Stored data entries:
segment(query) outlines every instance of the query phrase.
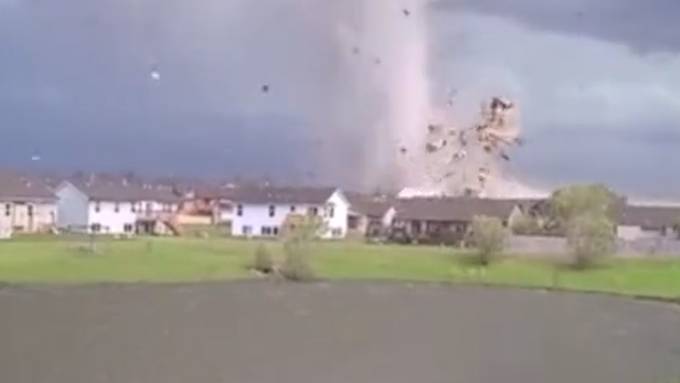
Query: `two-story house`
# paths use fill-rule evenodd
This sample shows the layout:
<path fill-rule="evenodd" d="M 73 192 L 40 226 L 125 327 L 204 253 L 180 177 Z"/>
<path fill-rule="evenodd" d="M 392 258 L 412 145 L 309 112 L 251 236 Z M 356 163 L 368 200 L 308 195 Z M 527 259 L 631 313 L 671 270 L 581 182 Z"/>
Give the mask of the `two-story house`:
<path fill-rule="evenodd" d="M 180 198 L 171 188 L 118 182 L 63 182 L 58 226 L 95 234 L 177 234 Z"/>
<path fill-rule="evenodd" d="M 38 233 L 51 230 L 57 220 L 57 198 L 35 177 L 0 173 L 0 230 Z"/>
<path fill-rule="evenodd" d="M 287 220 L 318 217 L 322 238 L 347 235 L 349 203 L 337 188 L 257 187 L 241 188 L 232 196 L 232 235 L 276 237 Z"/>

## WHAT THIS TASK INVOLVES
When you reproduce the entries above, keep every word exactly and leave out each picture.

## YOUR SOLUTION
segment(query) outlines every instance of the query phrase.
Query: `two-story house`
# paths use fill-rule evenodd
This sample shows the layout:
<path fill-rule="evenodd" d="M 73 192 L 40 226 L 125 327 L 204 253 L 180 177 Z"/>
<path fill-rule="evenodd" d="M 392 258 L 412 145 L 309 112 L 251 236 Z M 356 163 L 368 200 L 308 195 Z M 527 259 L 631 313 L 671 270 L 581 182 Z"/>
Give the mask of the `two-story house`:
<path fill-rule="evenodd" d="M 180 198 L 171 188 L 118 182 L 63 182 L 58 226 L 95 234 L 177 234 Z"/>
<path fill-rule="evenodd" d="M 38 233 L 51 230 L 57 220 L 57 198 L 35 177 L 0 173 L 0 230 Z"/>
<path fill-rule="evenodd" d="M 287 220 L 318 217 L 322 238 L 347 235 L 349 203 L 337 188 L 257 187 L 241 188 L 232 196 L 232 235 L 276 237 Z"/>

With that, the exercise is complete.